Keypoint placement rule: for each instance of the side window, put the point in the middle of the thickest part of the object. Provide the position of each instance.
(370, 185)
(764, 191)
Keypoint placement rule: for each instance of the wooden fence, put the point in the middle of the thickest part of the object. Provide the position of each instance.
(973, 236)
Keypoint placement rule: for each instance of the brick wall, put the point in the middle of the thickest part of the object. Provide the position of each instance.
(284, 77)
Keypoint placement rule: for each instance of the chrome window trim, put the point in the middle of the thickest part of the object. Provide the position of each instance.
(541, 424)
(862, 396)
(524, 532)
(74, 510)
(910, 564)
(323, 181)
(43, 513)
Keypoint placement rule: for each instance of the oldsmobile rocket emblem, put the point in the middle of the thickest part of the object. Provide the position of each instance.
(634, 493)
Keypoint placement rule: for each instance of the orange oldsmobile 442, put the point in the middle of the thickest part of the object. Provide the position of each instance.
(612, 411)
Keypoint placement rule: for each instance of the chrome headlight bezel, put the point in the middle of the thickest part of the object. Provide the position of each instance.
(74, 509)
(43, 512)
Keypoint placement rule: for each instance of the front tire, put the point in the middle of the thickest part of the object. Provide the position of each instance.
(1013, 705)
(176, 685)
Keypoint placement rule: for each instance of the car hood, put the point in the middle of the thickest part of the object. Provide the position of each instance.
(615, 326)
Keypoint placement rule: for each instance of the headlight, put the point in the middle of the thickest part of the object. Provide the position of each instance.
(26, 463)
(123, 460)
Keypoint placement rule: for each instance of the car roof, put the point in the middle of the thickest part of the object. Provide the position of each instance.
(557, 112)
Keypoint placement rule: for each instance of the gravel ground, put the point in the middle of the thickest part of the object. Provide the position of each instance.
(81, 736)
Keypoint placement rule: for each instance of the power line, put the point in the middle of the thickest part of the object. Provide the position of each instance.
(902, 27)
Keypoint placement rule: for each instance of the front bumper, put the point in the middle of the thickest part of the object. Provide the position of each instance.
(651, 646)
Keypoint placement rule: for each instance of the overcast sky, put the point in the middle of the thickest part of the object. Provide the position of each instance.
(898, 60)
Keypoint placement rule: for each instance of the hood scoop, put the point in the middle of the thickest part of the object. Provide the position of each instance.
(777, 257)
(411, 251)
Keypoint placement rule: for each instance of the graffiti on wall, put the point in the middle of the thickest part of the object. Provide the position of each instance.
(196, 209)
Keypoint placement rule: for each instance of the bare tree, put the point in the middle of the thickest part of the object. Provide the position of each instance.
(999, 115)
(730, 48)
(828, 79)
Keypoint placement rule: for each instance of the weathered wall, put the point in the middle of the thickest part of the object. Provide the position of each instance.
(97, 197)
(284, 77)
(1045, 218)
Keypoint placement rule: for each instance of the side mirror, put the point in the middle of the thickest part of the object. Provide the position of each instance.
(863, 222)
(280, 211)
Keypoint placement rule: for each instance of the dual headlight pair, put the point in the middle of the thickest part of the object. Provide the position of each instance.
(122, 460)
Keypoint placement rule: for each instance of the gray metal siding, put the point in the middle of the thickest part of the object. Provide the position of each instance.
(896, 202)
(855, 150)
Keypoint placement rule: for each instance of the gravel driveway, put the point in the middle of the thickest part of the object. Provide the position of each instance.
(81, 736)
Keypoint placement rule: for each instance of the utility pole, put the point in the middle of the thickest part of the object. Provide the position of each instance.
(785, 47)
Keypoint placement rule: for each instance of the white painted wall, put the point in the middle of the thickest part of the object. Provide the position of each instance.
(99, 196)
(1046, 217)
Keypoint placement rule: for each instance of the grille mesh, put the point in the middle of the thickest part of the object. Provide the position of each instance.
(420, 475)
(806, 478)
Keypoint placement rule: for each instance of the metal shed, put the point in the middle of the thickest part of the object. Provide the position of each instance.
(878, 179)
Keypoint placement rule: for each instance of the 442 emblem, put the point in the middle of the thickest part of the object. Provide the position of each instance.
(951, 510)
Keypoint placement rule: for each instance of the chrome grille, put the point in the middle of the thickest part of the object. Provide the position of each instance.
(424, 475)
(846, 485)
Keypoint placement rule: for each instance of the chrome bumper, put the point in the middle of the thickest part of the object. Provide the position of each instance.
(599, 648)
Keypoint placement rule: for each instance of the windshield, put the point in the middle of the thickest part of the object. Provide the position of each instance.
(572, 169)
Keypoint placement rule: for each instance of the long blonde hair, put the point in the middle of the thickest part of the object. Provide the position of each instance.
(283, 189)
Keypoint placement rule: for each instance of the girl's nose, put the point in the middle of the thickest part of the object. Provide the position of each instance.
--
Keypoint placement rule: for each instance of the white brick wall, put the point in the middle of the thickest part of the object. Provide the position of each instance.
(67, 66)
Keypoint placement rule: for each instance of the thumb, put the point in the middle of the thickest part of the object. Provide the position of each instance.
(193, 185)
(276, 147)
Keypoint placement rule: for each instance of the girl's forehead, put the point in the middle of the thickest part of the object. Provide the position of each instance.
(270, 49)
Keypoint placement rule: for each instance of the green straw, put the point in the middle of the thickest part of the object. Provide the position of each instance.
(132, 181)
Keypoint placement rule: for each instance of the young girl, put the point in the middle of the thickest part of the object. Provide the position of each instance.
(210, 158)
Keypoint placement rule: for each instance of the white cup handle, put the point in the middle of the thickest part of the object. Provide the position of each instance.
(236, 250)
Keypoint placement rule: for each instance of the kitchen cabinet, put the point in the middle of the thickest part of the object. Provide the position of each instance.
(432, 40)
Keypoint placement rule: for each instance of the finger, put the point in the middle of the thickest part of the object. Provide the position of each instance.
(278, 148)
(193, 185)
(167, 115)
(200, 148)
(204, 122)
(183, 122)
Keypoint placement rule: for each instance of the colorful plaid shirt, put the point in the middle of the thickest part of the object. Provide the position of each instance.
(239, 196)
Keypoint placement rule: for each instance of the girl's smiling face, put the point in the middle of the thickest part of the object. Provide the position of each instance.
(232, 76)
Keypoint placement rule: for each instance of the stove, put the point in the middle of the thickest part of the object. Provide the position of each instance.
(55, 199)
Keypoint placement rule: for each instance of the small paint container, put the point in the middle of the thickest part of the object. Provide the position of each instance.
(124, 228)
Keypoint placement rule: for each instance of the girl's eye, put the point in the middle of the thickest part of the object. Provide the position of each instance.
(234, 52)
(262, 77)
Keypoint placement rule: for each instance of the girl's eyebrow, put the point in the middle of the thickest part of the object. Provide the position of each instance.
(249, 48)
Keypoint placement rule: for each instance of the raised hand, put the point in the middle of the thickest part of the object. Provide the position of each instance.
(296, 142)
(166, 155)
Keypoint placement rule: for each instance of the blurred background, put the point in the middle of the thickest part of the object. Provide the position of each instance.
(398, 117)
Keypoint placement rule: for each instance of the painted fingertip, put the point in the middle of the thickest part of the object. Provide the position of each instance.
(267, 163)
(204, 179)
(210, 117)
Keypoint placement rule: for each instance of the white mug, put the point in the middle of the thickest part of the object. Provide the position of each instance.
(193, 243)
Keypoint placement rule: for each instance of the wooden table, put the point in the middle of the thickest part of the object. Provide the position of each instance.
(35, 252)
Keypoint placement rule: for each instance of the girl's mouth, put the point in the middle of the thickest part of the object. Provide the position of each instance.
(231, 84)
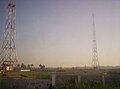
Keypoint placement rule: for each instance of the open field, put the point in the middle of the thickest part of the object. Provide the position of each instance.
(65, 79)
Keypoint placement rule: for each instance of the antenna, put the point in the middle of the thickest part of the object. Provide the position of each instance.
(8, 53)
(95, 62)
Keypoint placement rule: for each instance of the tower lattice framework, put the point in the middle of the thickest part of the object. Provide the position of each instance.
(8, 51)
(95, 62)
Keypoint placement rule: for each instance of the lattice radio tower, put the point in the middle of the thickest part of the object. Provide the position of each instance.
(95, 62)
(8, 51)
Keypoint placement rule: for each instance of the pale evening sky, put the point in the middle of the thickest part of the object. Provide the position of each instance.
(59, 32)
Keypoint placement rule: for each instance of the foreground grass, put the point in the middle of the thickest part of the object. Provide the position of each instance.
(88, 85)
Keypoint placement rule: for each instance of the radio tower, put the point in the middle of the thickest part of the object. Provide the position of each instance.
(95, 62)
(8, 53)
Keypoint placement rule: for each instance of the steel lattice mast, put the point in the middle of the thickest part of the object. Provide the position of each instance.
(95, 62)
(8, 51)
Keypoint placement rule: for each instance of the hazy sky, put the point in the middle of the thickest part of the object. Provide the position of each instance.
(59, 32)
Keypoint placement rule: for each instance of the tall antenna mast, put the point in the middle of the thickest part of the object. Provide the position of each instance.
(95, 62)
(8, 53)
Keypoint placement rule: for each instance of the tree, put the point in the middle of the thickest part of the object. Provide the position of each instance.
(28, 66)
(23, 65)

- What is being asked -
Word for word, restate the lines of the listing above starting at the line with "Keypoint placement rule: for each instance of the long" and ending at the line with "girl's nose, put", and nothing outside them.

- Response area -
Keypoint placement rule: for each instance of the long blonde hair, put the point in the middle of the thickest part of the object. Provide the position of each instance.
(283, 189)
Keypoint placement rule: for each instance of the girl's nose, put the point in the middle of the thickest part of the object. Provide the position of each instance.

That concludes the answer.